» WHAT TO DO: Using the records below, filter for lines that contain the string "woman" and copy them out.

» TASK DATA:
★ ★ ★
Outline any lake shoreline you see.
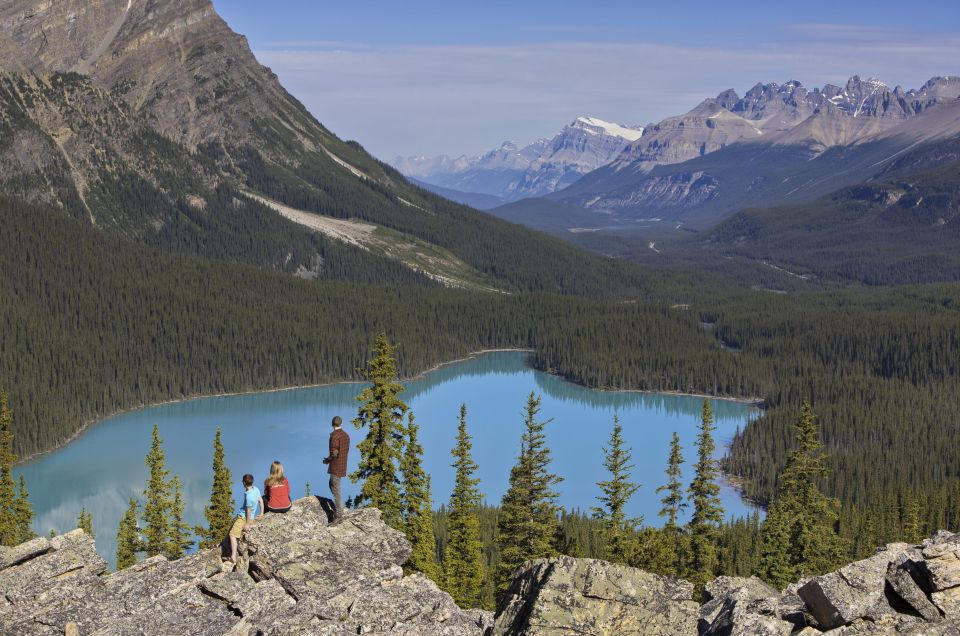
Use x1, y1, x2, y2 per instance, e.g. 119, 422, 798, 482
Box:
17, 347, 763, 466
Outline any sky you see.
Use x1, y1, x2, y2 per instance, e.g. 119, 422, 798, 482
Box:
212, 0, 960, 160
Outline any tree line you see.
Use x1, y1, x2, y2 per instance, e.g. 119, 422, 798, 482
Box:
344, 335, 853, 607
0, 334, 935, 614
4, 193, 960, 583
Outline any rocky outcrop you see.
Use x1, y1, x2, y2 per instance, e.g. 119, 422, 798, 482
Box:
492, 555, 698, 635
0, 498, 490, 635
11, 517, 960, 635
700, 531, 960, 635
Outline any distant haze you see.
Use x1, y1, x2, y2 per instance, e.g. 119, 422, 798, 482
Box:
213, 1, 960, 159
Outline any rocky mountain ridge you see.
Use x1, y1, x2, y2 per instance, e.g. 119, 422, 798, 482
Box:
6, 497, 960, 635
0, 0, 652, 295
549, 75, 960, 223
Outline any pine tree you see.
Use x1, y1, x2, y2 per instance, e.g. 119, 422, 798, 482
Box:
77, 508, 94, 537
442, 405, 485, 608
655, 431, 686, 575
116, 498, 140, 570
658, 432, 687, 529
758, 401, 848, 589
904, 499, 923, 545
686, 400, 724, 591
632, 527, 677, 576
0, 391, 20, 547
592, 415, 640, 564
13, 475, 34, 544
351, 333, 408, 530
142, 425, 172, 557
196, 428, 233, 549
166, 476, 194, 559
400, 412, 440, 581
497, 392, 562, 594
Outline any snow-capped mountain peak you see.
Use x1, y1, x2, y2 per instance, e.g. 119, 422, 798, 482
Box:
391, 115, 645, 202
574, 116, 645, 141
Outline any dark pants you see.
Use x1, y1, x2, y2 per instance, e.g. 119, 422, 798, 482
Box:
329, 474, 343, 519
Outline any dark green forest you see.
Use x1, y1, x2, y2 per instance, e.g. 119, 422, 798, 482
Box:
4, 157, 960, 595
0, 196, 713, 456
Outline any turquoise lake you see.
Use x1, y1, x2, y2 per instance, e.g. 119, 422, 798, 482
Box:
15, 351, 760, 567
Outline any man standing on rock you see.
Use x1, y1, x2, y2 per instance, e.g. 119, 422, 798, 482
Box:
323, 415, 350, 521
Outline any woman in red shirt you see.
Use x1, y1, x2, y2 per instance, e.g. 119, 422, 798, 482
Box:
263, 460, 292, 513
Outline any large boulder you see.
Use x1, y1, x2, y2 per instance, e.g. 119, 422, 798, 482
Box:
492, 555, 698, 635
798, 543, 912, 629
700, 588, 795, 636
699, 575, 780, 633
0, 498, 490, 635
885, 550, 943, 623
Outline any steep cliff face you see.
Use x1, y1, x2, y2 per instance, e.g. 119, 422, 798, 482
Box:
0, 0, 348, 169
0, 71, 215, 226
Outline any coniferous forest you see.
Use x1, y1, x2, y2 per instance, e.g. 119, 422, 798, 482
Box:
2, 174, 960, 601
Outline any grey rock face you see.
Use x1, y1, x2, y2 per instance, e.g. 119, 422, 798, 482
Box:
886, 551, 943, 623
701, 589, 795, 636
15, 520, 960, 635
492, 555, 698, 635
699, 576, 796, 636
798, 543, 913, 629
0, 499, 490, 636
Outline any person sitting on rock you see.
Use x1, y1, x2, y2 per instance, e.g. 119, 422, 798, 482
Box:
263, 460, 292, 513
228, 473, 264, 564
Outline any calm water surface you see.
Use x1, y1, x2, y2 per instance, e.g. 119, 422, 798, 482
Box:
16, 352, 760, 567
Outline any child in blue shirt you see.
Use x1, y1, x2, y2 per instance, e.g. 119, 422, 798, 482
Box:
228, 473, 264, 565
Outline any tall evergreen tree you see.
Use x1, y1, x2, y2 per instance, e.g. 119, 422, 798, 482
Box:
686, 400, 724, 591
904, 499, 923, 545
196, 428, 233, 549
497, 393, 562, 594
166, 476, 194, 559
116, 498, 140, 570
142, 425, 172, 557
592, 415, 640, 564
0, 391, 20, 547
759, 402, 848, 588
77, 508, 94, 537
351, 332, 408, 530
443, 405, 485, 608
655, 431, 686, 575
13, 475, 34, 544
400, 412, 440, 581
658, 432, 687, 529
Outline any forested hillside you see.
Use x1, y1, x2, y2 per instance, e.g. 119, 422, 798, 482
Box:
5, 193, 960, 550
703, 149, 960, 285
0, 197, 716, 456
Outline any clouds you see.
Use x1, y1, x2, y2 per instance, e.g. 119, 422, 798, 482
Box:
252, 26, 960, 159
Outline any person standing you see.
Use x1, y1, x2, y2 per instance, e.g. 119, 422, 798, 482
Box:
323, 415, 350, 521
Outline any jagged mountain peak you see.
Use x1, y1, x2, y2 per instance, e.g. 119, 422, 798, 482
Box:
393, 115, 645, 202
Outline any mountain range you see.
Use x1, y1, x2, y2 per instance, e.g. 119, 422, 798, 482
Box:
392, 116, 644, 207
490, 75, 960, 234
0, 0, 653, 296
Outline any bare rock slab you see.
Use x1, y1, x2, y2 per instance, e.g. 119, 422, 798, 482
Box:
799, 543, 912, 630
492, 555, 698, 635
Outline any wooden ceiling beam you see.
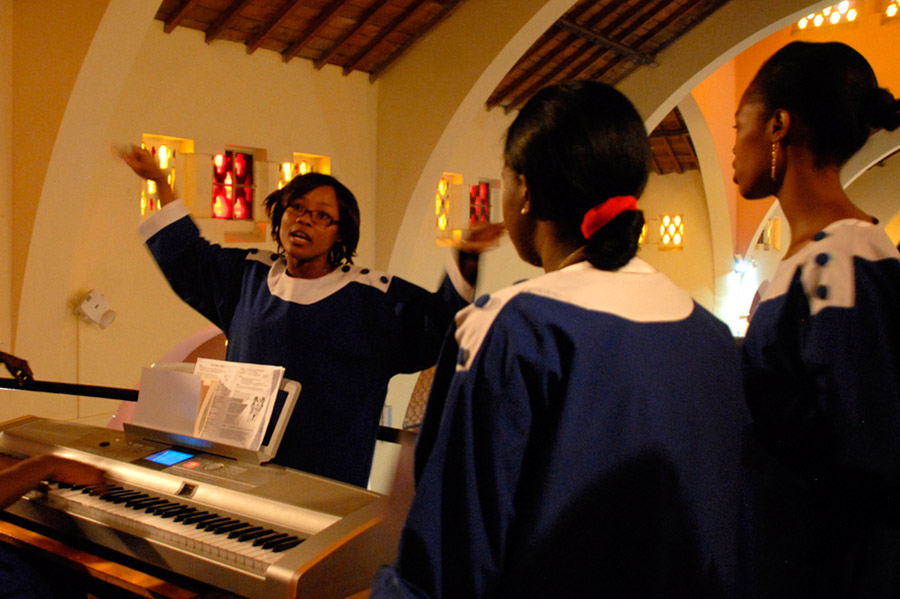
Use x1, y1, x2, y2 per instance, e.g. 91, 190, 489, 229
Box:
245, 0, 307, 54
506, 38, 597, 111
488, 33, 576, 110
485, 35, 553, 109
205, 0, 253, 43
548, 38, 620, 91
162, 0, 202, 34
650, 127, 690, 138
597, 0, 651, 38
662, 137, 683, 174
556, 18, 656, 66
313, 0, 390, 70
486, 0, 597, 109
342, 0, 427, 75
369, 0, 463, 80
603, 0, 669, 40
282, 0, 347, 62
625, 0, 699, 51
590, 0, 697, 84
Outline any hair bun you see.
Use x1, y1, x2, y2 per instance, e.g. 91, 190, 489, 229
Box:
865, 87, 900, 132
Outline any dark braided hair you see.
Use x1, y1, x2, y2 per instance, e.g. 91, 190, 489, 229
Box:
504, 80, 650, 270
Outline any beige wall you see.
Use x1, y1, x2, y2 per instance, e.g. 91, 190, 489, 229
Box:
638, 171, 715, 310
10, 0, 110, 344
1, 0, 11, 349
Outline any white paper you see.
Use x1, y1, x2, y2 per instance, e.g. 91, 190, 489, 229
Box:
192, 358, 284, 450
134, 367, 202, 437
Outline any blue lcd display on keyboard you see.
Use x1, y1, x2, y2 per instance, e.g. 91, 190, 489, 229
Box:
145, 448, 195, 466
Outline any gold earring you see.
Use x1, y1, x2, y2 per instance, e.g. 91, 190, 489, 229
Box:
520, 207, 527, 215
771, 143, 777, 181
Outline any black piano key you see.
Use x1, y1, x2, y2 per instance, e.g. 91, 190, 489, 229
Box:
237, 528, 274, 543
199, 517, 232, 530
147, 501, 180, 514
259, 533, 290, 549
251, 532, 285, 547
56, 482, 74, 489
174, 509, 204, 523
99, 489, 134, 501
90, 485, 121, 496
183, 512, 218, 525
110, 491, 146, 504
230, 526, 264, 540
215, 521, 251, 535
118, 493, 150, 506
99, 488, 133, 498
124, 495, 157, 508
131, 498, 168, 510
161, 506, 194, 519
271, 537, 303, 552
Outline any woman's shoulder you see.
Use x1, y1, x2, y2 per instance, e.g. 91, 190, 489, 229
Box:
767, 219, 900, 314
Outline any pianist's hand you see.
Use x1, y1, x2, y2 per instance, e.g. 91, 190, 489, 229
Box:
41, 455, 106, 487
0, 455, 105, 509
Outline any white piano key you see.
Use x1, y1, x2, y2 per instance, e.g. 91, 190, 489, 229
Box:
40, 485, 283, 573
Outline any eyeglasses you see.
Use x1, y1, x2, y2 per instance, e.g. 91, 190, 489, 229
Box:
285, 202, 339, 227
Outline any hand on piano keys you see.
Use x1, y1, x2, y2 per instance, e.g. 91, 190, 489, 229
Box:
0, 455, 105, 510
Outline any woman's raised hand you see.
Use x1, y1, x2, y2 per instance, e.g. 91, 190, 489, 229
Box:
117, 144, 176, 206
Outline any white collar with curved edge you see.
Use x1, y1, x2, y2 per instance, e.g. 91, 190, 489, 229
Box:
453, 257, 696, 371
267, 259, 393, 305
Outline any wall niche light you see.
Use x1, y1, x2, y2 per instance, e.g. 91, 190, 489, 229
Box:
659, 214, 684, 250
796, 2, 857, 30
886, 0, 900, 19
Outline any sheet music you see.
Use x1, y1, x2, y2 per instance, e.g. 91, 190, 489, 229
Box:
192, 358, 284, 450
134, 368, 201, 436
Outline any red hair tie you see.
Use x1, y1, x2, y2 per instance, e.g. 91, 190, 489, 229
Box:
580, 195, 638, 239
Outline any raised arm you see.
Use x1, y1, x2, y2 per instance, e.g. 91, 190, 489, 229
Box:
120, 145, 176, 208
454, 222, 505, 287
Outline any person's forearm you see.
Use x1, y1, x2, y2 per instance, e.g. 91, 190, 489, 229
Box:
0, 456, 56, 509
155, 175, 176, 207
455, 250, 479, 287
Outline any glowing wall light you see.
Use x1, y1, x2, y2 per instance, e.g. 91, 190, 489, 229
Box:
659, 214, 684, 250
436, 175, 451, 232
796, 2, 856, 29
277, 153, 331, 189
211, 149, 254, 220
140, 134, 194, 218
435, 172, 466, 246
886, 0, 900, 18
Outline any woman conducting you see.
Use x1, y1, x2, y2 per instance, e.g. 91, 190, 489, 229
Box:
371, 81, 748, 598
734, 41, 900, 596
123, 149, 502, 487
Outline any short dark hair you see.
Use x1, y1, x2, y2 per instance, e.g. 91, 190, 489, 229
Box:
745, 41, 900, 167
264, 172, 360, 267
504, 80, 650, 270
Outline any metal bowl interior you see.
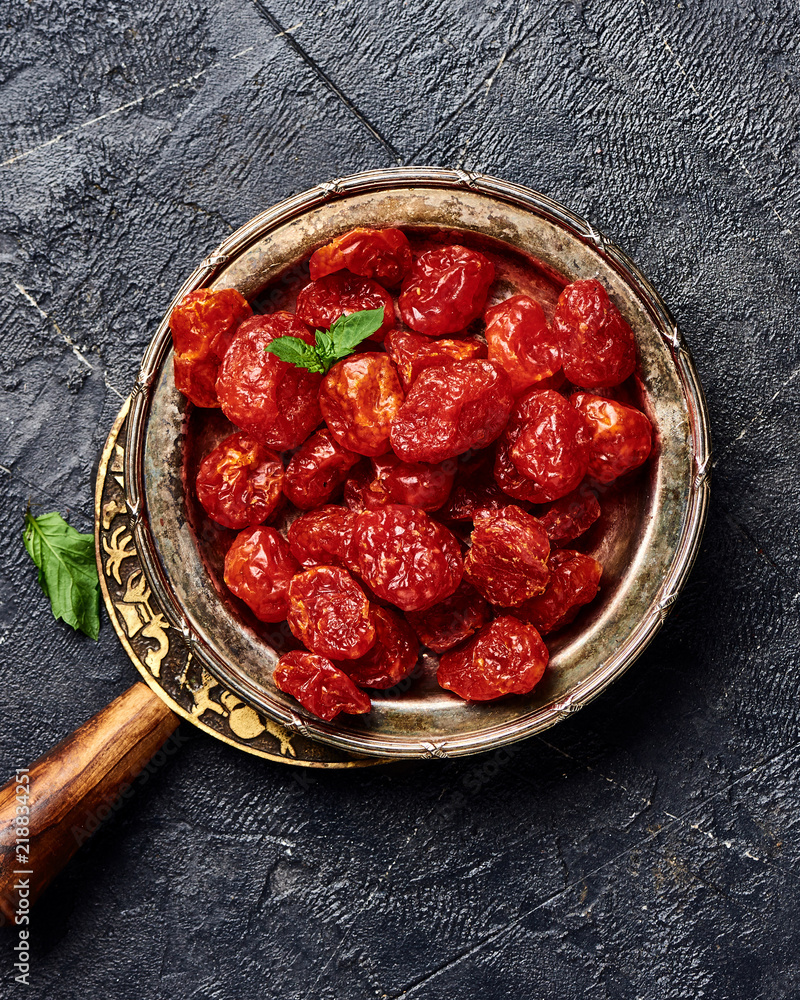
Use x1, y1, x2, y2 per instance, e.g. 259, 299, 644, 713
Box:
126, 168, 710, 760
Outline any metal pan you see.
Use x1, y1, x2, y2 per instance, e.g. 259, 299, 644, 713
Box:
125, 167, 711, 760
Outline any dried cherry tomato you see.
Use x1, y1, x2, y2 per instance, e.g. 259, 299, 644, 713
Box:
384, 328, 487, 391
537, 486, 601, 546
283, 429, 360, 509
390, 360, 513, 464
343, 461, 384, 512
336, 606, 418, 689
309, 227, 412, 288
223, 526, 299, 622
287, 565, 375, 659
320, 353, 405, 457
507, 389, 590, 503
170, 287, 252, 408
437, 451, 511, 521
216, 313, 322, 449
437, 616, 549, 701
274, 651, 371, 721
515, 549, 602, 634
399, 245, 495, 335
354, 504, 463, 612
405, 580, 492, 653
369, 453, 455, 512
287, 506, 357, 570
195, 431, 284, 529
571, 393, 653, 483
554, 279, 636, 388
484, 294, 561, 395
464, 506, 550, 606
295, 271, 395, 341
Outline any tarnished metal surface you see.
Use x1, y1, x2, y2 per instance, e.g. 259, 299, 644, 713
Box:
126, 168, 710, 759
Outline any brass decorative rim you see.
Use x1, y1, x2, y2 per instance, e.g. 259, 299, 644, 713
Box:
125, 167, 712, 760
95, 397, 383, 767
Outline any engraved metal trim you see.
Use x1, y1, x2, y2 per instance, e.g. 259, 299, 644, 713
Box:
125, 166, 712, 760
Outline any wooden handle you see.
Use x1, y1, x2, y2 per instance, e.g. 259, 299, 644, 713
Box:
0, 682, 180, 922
★ ★ ★
» SOLUTION FOR THIS TASK:
Outline any woman in red shirt you see.
Outline any woman's shoulder you see.
Outline any woman's raised hand you see.
Outline any woman conducting you see.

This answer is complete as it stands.